§ **Exercise details**: Copy every entry. Do not alter a single word.

§ **Exercise material**:
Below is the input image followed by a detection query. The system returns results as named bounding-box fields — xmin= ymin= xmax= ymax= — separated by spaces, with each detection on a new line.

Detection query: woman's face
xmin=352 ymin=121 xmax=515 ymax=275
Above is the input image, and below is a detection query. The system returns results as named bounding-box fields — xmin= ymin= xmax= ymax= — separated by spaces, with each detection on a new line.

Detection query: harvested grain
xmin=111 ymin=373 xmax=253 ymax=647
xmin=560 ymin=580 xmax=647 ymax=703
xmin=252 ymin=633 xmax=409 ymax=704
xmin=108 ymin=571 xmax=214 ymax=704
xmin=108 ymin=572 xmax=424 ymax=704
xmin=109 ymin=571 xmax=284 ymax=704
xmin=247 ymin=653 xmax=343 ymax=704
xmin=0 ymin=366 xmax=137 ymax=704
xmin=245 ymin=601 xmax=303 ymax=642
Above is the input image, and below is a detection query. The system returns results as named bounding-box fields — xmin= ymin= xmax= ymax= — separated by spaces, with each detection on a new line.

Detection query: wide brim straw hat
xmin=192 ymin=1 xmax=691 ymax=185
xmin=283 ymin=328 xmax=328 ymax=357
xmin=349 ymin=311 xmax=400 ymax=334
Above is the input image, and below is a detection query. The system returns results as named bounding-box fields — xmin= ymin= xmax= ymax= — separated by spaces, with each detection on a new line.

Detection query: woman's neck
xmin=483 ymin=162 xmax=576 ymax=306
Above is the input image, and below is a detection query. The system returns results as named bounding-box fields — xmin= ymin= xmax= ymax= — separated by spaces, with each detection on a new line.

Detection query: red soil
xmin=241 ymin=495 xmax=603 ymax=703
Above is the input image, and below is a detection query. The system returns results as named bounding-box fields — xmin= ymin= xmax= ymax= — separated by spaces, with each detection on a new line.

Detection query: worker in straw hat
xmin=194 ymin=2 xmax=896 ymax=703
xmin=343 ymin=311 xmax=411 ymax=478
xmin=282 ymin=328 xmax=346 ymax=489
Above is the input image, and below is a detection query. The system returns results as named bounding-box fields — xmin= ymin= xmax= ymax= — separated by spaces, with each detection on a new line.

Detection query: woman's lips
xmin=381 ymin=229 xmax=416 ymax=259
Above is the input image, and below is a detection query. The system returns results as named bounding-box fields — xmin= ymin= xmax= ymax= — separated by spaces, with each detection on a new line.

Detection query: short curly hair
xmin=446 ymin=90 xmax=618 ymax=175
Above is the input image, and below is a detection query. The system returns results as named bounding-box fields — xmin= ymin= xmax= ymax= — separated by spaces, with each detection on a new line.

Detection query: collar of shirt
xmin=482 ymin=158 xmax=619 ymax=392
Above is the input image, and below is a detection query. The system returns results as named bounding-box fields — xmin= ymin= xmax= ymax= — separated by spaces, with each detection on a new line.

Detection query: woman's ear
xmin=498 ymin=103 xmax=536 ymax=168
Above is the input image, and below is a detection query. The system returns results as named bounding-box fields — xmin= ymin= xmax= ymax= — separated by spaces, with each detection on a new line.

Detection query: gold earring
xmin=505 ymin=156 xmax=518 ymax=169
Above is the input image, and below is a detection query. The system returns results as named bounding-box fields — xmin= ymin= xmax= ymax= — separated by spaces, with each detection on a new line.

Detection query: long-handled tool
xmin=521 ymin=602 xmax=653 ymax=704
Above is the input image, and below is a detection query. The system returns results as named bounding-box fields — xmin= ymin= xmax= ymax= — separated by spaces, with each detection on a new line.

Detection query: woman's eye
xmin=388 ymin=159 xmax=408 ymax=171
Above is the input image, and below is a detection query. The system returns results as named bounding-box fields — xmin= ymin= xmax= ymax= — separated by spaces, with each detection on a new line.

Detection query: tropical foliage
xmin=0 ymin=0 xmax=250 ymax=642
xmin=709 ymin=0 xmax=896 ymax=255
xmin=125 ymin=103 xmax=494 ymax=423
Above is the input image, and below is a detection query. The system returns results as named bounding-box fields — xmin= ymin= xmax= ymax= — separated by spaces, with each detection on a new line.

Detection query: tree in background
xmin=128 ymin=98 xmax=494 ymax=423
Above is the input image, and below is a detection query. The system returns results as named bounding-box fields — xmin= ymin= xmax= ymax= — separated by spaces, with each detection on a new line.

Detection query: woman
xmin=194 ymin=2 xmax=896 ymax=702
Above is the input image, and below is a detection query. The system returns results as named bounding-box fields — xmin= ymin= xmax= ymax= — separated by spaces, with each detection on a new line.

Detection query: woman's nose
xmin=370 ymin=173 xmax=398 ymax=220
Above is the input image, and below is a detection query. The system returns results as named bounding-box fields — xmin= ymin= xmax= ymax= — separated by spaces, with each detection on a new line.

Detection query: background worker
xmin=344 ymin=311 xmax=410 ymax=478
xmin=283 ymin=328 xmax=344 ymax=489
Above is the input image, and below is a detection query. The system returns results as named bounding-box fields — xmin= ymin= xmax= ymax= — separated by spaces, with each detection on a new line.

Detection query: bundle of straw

§ **Answer**:
Below is the input image followed by a detection query. The system returns results as named bounding-box fields — xmin= ymin= xmax= ymax= — separated by spaces, with each detection on a new line.

Detection query: woman's face
xmin=352 ymin=121 xmax=515 ymax=275
Above is the input image, and below is a detection query. The system returns results as named bounding-box fields — xmin= ymin= xmax= ymax= — separated by spaces, with each detection on a new line.

Detection query: harvested grain
xmin=111 ymin=373 xmax=253 ymax=647
xmin=560 ymin=580 xmax=647 ymax=703
xmin=252 ymin=633 xmax=409 ymax=704
xmin=108 ymin=571 xmax=214 ymax=704
xmin=108 ymin=572 xmax=424 ymax=704
xmin=109 ymin=571 xmax=284 ymax=704
xmin=247 ymin=653 xmax=343 ymax=704
xmin=0 ymin=366 xmax=137 ymax=704
xmin=245 ymin=601 xmax=303 ymax=642
Above is the input image, and below is a detection query. The system returns results as named bounding-box fields — xmin= ymin= xmax= ymax= — separated by spaces, with each detection on a new line.

Detection query: wide brim straw hat
xmin=192 ymin=1 xmax=691 ymax=185
xmin=283 ymin=328 xmax=328 ymax=357
xmin=349 ymin=311 xmax=400 ymax=334
Above is the input image, and below is a detection query. The system returns results as named bounding-box fields — xmin= ymin= xmax= ymax= — separated by spaces, with each detection on a new line.

Detection query: woman's neck
xmin=483 ymin=162 xmax=576 ymax=306
Above is the input image, and below is a detection query. The system returns results as named bounding-box fields — xmin= ymin= xmax= ymax= — separated by spaces, with each detection on a new line.

Detection query: red soil
xmin=241 ymin=495 xmax=603 ymax=703
Above is the input image, and below is a detection query. The system returns results as named bounding-box fields — xmin= ymin= xmax= ymax= — separated by spaces, with each detection on a new line.

Detection query: worker in straw hat
xmin=194 ymin=2 xmax=896 ymax=703
xmin=343 ymin=311 xmax=411 ymax=478
xmin=282 ymin=328 xmax=346 ymax=489
Above is the input image, and below is a detection query. The system returns results as named bounding-box fields — xmin= ymin= xmax= ymax= — separated by spaces, with each detection on a new line.

Detection query: woman's lips
xmin=381 ymin=229 xmax=416 ymax=259
Above is the input image, and below is a detection query. The system returns results as named bounding-box fields — xmin= ymin= xmax= ymax= — separated by spaces, with each detection on a new line.

Detection query: short curly hair
xmin=446 ymin=90 xmax=618 ymax=175
Above is the input image, and below is a detection query. The system returns results as named bounding-box fields — xmin= ymin= xmax= ymax= — separated by spaces, with each detection on a new line.

Detection query: collar of shirt
xmin=482 ymin=158 xmax=619 ymax=392
Above is the input image, and below is a detection query. The system returns results as named bounding-box fields — xmin= ymin= xmax= ymax= — separated by spaces, with each detection on a new line.

Detection query: woman's ear
xmin=498 ymin=103 xmax=536 ymax=168
Above is the input image, and below is a detection query. The system returns results as named bounding-box fields — xmin= ymin= xmax= ymax= — separated by spaces, with each detection on a new line.

Detection query: gold earring
xmin=505 ymin=156 xmax=518 ymax=169
Above is the input image, and below is a detection query. The system returns results as named bounding-box fields — xmin= ymin= xmax= ymax= — separated by spaces, with each detection on a new line.

Detection query: long-handled tool
xmin=521 ymin=602 xmax=653 ymax=704
Above is the input image, and below is a detection query. The system returns results as named bounding-box fields — xmin= ymin= xmax= ymax= — separated by spaces, with each detection on a new line.

Detection query: woman's eye
xmin=388 ymin=159 xmax=408 ymax=171
Above is the input image, and below is a detection query. The system returns results as named bounding-box fields — xmin= ymin= xmax= ymax= — separated by spaces, with each detection on a new line.

Detection query: tropical foliage
xmin=0 ymin=0 xmax=250 ymax=642
xmin=709 ymin=0 xmax=896 ymax=255
xmin=125 ymin=103 xmax=494 ymax=423
Above is the input image, and below is a detection query. The system returns results as named bounding-box fields — xmin= ymin= xmax= ymax= — separated by spaces, with each detection on a new line.

Detection query: tree in background
xmin=128 ymin=98 xmax=494 ymax=423
Above is the input image, and below is a detection query. The system returns results as named bounding-box fields — xmin= ymin= xmax= ymax= — separated by spaces, with each detection on a new line.

Detection query: woman
xmin=194 ymin=2 xmax=896 ymax=702
Above is the input image, and below is a detection query. The system returns results as named bounding-box fields — xmin= ymin= xmax= ymax= — separated by spaces, with each detection on a new line.

Detection query: woman's nose
xmin=370 ymin=173 xmax=398 ymax=220
Above is the input image, and below is a detection query. The system returns results as named bounding-box fields — xmin= ymin= xmax= ymax= — separated by spaces, with each detection on a new line.

Detection query: background worker
xmin=344 ymin=311 xmax=410 ymax=478
xmin=283 ymin=328 xmax=344 ymax=489
Above is the input image, and below is a detection query. The system returns results as named bounding-box fields — xmin= ymin= xmax= ymax= — separated by spaces, with each detection on a new line.

Detection query: bundle of straw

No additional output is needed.